» Exercise directions
Nothing but the exact lines from the one containing "Where can you spot the shirt sleeve?" through the last line of the records below belongs in your answer.

» Information given

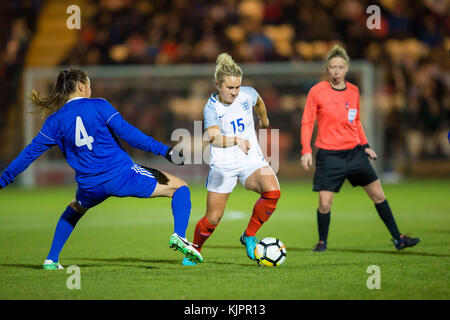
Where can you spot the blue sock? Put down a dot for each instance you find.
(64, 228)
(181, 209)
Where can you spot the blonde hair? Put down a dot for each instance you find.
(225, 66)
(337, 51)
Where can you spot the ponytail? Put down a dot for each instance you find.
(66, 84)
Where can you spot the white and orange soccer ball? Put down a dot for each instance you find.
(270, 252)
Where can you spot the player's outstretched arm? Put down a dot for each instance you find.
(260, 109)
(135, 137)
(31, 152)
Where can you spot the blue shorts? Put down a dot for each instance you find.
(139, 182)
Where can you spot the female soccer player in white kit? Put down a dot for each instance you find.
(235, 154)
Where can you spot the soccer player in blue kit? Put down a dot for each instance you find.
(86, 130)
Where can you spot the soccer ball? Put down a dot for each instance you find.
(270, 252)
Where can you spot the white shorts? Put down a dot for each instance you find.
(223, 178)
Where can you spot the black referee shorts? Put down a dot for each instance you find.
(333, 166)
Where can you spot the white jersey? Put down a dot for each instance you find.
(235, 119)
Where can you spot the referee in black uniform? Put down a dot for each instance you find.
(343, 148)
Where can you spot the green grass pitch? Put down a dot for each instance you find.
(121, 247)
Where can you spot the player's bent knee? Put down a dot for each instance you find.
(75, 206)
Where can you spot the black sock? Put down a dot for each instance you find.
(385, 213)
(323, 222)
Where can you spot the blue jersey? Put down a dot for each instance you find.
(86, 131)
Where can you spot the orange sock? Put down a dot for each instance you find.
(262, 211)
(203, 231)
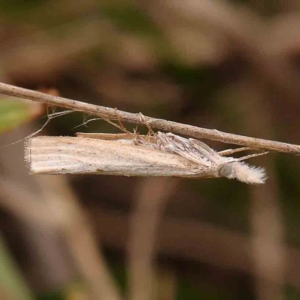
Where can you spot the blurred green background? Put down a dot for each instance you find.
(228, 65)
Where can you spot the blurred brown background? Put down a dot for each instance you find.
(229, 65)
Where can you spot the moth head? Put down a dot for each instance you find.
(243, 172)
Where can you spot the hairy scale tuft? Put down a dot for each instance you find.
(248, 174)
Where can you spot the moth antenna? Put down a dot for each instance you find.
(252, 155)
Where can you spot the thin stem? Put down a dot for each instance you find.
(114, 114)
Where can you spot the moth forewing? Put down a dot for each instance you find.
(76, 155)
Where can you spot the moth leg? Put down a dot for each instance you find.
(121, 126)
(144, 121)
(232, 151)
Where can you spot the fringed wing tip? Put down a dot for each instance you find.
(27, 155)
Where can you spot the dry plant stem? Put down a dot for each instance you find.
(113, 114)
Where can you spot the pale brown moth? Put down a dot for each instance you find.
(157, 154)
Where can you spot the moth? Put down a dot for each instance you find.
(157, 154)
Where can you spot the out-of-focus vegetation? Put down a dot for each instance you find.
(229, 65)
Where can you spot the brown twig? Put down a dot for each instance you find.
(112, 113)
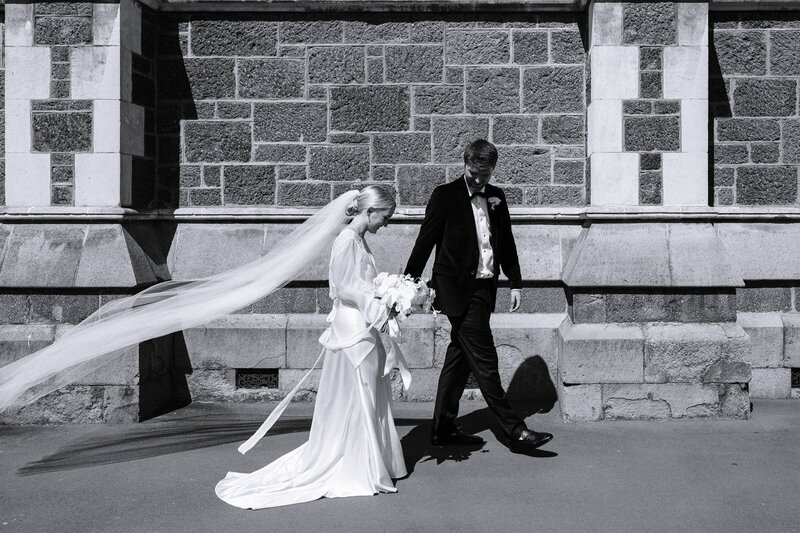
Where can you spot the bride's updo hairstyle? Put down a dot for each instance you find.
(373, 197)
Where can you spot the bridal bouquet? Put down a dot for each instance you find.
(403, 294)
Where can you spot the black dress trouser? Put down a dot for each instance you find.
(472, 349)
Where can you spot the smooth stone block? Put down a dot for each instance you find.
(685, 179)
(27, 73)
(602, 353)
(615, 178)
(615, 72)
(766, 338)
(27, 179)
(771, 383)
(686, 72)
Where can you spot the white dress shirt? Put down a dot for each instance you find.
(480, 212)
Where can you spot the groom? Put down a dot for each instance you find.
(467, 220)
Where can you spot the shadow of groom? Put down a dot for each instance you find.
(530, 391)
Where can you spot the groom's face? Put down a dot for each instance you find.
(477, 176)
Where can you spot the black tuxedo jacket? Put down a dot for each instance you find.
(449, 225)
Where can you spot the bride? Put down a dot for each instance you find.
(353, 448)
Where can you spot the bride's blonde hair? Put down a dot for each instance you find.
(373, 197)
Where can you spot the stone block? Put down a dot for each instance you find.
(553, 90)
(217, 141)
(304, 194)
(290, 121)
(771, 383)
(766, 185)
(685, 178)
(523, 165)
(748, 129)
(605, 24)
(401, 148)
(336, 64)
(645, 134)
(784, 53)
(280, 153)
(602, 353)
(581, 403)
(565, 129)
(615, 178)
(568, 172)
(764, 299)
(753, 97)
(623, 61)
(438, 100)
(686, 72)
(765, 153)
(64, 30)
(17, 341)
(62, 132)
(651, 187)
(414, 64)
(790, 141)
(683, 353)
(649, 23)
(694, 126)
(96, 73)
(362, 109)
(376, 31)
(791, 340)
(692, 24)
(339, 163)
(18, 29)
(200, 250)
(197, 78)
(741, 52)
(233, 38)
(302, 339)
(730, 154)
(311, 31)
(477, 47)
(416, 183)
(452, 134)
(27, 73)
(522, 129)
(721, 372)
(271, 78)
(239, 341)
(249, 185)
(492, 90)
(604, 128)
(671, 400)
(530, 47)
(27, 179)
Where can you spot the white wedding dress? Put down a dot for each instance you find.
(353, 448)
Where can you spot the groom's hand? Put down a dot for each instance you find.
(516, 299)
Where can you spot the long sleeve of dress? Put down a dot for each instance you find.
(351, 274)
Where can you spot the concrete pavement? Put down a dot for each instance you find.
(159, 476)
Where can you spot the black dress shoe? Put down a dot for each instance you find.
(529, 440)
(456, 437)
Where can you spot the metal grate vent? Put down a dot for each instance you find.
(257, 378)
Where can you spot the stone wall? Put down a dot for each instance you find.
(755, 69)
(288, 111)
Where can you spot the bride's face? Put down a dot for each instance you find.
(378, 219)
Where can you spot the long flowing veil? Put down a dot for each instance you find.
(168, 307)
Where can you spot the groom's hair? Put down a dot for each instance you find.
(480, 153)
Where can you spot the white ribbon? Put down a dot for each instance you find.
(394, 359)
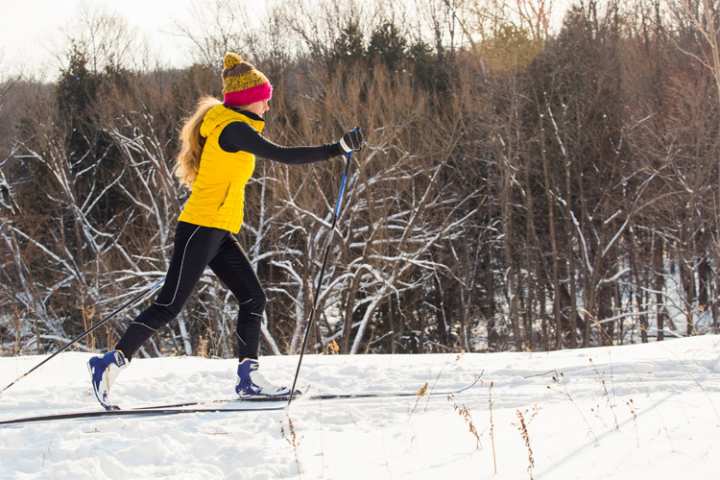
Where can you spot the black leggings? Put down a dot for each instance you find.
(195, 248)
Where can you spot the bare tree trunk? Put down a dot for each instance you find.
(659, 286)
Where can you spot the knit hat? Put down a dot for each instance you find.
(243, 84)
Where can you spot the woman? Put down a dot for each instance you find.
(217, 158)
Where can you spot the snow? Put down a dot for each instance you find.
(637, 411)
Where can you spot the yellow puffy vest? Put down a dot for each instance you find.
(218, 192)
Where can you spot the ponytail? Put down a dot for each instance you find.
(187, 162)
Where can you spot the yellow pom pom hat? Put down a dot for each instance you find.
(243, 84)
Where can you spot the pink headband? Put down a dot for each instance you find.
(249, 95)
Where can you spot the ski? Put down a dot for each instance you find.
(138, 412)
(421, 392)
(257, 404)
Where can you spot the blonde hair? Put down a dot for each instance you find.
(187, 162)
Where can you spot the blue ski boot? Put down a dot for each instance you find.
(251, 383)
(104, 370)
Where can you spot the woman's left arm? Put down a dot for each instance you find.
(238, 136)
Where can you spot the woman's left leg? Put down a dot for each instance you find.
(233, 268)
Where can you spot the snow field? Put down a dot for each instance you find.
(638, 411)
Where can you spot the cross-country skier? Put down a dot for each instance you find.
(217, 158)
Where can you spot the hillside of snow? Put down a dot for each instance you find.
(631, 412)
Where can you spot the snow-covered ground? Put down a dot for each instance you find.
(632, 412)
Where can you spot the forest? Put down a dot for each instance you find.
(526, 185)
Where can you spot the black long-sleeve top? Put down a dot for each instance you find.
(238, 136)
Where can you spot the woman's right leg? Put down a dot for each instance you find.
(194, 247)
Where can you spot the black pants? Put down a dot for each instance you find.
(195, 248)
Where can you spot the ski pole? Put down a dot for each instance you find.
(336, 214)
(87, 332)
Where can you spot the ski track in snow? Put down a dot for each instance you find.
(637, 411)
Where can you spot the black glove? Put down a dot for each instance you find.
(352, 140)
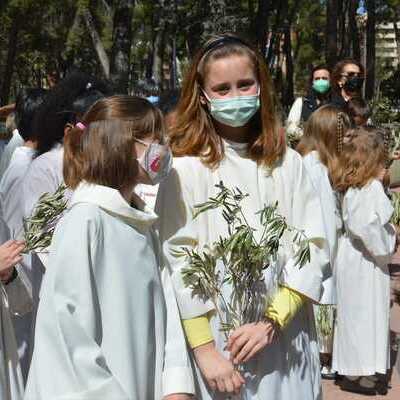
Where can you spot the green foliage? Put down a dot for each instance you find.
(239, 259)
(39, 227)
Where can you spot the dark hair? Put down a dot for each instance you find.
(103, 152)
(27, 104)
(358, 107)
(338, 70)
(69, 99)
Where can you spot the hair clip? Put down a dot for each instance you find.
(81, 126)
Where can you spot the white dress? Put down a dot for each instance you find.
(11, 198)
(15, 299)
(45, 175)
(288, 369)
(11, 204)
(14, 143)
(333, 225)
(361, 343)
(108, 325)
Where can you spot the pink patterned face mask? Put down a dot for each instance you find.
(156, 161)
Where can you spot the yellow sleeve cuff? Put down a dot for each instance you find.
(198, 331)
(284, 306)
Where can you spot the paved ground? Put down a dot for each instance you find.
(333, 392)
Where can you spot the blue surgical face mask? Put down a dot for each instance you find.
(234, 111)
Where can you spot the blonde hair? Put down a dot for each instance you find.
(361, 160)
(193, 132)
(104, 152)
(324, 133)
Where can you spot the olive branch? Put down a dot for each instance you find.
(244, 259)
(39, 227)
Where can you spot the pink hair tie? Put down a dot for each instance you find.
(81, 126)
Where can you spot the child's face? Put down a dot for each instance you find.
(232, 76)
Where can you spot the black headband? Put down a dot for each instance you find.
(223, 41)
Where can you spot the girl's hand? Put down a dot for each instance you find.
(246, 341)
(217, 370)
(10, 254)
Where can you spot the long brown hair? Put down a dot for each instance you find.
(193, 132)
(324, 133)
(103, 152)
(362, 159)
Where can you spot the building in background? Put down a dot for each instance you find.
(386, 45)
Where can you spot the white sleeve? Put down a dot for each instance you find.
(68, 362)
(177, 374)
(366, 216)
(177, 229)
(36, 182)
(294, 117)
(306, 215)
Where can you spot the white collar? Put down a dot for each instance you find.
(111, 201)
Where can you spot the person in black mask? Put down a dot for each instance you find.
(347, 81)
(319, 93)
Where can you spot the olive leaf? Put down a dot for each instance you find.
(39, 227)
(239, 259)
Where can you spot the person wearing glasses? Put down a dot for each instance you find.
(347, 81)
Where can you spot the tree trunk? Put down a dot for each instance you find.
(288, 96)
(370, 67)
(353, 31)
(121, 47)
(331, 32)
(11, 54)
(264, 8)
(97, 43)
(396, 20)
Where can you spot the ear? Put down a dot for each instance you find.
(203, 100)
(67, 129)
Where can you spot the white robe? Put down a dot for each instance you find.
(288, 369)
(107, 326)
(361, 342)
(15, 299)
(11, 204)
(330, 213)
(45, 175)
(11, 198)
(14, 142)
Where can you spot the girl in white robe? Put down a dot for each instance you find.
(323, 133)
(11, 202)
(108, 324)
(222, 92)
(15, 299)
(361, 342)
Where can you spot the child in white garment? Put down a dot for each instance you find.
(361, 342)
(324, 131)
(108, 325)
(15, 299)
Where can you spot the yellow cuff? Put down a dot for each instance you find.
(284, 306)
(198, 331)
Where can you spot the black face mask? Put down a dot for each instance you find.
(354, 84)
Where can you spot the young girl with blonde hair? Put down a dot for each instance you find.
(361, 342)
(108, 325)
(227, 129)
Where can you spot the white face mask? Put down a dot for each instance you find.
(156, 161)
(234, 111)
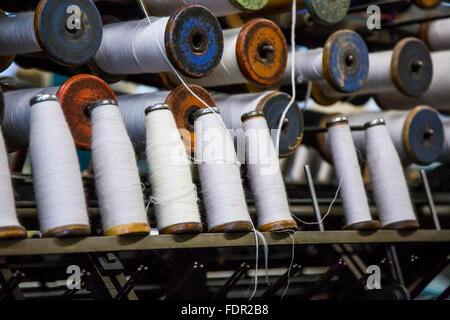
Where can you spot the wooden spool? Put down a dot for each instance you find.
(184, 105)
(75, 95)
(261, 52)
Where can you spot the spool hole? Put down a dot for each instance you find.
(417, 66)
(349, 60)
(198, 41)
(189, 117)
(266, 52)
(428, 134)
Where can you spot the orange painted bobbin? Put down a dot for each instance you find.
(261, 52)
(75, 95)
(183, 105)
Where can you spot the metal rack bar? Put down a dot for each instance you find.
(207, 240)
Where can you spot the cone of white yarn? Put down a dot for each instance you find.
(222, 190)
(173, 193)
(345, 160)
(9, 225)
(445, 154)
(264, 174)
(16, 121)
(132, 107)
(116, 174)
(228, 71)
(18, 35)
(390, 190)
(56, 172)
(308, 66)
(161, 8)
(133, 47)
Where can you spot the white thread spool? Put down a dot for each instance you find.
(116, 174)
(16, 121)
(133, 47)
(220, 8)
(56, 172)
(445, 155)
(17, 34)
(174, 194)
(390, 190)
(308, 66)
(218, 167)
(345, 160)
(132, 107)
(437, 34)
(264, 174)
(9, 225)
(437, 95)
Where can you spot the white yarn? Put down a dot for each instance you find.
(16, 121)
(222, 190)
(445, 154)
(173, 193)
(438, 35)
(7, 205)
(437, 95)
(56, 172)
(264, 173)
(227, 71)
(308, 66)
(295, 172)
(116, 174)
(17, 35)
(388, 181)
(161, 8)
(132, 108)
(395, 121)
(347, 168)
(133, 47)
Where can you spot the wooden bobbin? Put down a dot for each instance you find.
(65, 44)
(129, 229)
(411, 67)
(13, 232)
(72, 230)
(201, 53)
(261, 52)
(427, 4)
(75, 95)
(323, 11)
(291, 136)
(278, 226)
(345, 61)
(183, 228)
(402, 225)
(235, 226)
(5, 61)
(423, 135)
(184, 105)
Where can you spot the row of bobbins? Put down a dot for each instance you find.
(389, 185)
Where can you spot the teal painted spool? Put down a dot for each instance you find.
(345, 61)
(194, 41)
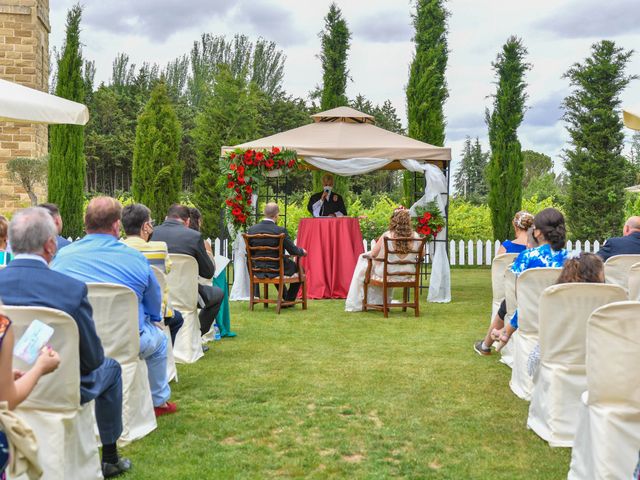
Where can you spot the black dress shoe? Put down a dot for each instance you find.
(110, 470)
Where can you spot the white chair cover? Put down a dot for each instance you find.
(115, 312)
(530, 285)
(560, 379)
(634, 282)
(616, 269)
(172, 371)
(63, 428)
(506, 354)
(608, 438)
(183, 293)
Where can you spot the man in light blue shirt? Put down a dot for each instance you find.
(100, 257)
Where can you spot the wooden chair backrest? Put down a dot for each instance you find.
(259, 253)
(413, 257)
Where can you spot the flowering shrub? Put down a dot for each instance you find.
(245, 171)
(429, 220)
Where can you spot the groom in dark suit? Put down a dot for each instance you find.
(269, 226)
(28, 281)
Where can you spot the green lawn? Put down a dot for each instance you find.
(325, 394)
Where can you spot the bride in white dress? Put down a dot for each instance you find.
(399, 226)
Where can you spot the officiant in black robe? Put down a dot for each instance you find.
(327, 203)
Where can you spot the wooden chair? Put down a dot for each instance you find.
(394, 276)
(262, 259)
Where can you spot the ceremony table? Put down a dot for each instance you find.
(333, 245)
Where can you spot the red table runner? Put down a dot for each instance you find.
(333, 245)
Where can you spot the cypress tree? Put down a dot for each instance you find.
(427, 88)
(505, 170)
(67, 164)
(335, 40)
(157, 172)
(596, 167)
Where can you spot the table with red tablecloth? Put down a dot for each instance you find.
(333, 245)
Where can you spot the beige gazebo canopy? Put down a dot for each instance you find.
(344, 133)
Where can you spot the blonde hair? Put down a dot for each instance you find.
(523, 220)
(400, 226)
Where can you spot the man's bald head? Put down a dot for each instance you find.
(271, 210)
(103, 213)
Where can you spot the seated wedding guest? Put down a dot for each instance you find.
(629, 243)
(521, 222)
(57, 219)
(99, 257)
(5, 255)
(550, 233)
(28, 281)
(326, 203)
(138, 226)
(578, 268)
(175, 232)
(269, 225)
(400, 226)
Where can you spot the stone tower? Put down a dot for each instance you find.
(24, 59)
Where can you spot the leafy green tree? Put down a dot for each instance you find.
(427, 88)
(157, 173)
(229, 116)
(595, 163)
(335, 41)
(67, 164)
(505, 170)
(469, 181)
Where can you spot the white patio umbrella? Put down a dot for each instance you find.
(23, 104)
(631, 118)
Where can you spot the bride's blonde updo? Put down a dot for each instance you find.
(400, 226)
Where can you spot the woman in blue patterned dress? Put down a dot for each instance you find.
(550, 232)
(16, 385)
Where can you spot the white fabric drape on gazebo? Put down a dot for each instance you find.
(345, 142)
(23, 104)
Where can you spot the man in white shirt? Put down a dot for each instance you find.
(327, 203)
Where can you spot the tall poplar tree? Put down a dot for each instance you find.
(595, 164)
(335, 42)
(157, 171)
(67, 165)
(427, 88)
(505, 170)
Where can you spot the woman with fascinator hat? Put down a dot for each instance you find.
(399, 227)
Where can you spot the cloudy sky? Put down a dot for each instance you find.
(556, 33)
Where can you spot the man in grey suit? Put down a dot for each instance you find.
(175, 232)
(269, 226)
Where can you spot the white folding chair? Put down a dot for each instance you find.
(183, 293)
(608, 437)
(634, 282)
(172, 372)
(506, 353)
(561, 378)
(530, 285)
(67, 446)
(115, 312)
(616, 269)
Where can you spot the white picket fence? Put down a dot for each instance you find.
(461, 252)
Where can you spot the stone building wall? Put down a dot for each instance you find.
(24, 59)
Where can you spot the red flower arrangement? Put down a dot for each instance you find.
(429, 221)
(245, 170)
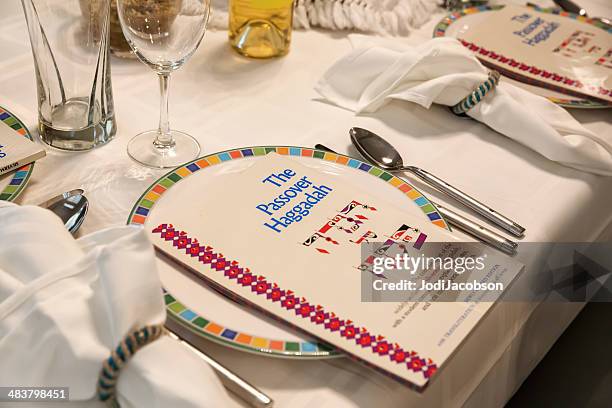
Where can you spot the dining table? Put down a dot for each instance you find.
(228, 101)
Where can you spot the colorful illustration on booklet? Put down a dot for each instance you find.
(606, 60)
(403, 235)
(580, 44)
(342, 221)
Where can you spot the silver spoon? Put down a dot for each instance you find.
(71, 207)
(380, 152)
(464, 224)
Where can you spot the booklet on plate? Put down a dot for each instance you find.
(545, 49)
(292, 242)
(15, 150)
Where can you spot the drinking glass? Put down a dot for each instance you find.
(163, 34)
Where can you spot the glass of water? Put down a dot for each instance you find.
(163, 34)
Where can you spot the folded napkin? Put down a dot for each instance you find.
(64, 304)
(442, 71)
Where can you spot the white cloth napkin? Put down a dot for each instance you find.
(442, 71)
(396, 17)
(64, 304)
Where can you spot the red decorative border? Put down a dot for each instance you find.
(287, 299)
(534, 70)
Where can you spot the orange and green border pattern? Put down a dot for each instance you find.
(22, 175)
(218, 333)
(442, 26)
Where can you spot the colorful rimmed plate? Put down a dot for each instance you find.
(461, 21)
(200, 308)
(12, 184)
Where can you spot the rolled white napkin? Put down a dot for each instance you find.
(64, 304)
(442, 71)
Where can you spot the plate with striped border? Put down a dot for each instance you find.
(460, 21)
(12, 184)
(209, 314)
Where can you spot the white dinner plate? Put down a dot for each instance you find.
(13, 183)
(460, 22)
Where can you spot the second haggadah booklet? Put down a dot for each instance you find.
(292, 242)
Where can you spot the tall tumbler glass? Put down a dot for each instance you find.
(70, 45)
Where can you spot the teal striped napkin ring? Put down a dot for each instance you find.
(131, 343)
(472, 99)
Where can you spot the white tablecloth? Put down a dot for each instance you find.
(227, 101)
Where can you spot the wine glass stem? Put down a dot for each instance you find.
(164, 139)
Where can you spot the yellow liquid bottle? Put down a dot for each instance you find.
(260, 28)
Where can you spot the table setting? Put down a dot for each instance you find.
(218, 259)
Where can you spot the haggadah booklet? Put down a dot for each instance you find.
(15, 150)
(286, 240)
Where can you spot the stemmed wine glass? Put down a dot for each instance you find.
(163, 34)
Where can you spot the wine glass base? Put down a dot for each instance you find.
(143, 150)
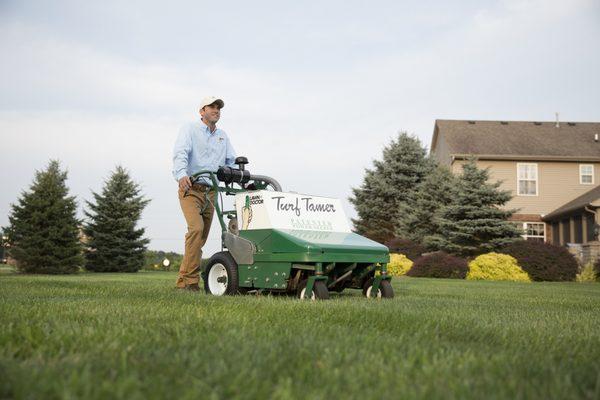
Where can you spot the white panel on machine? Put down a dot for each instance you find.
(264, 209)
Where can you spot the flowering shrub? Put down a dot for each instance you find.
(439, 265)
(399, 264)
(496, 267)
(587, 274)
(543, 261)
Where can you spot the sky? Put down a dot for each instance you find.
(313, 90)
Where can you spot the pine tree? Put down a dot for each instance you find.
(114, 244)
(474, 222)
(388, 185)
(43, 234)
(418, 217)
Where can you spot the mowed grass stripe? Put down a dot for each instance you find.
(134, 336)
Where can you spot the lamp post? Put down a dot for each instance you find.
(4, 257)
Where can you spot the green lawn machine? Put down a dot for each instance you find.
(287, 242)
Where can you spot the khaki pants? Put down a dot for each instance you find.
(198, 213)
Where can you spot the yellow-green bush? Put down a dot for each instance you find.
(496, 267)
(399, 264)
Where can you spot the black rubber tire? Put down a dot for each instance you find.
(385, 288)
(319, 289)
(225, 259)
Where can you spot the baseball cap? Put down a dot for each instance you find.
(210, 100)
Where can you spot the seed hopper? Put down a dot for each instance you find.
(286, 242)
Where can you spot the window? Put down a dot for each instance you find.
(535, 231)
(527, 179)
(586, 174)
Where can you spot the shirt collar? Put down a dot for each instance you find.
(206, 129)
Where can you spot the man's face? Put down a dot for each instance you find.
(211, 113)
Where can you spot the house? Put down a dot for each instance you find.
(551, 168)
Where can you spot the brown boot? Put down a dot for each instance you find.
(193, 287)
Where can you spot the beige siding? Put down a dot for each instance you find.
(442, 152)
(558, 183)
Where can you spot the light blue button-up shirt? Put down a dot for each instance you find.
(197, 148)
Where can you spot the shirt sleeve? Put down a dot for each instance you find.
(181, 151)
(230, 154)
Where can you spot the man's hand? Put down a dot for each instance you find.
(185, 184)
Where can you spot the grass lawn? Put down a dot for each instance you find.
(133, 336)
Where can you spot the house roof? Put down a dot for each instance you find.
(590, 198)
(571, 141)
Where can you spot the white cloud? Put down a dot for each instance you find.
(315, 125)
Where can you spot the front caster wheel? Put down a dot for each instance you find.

» Finished task
Where can you spot the shirt sleeve? Put down a dot for each instance you find.
(181, 151)
(230, 154)
Where can you spot the man's hand? Put down a dot for each instance you find.
(185, 184)
Where can you spot the grass lawn? Put down a dot for each instance you find.
(133, 336)
Where can you spot the house roof? Put down a dot for each instance you find.
(590, 198)
(571, 141)
Where can you spot the white cloud? Put down a dot for each instance you find.
(315, 125)
Where can you spot the front caster wheel? Put down a dot for each instance you find.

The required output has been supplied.